◆ **Aim of the task**
Write out, word for word, the passage of the news story on the Alzheimer's misdiagnosis below that begins with the words containing "May 17 (ABC7)" and ends with "husband fade away.".

May 17 (ABC7) — Alzheimer’s is a debilitating disease that affects patients and also those who love them. But what if the symptoms of Alzheimer’s were really those of another disease? One man was misdiagnosed and missed twenty years of his life.
Milton has always had a lot to sing about. He would even perform on stage. But one day, the singing stopped.
Milton Newman, misdiagnosed with Alzheimer’s: “When I heard the word ‘Alzheimer’s,’ I was ready to die. To me, Alzheimer’s was a death sentence.”
For eighteen-years, Phyllis watched her husband fade away.
But then they learned about another disease that looks like Alzheimer’s but is much more treatable. It’s called Normal Pressure Hydrocephalus – also known as NPH.
Harold Rekate, M.D. neurosurgeon: “Because it’s a plumbing problem, your spinal fluid builds up in your brain and causes it to become squeezed.”

◆ **Excerpted records**
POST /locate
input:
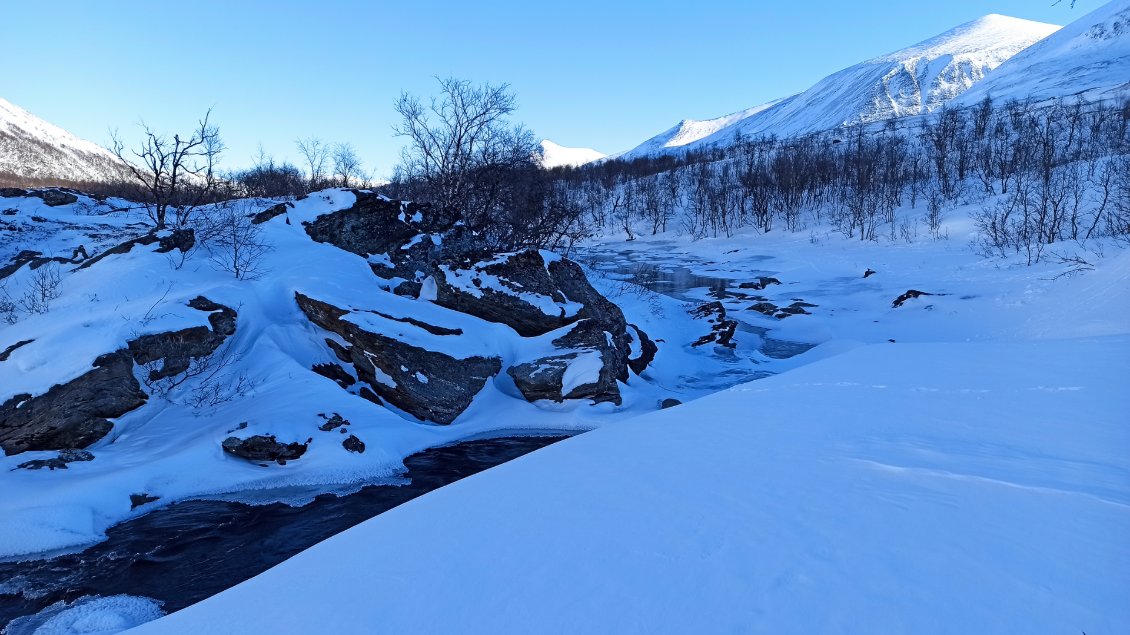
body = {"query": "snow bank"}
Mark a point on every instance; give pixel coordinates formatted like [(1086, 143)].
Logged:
[(906, 488), (88, 616)]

◆ **Answer**
May 17 (ABC7) — Alzheimer’s is a debilitating disease that affects patients and also those who love them. But what if the symptoms of Alzheimer’s were really those of another disease? One man was misdiagnosed and missed twenty years of his life.
Milton has always had a lot to sing about. He would even perform on stage. But one day, the singing stopped.
Milton Newman, misdiagnosed with Alzheimer’s: “When I heard the word ‘Alzheimer’s,’ I was ready to die. To me, Alzheimer’s was a death sentence.”
For eighteen-years, Phyllis watched her husband fade away.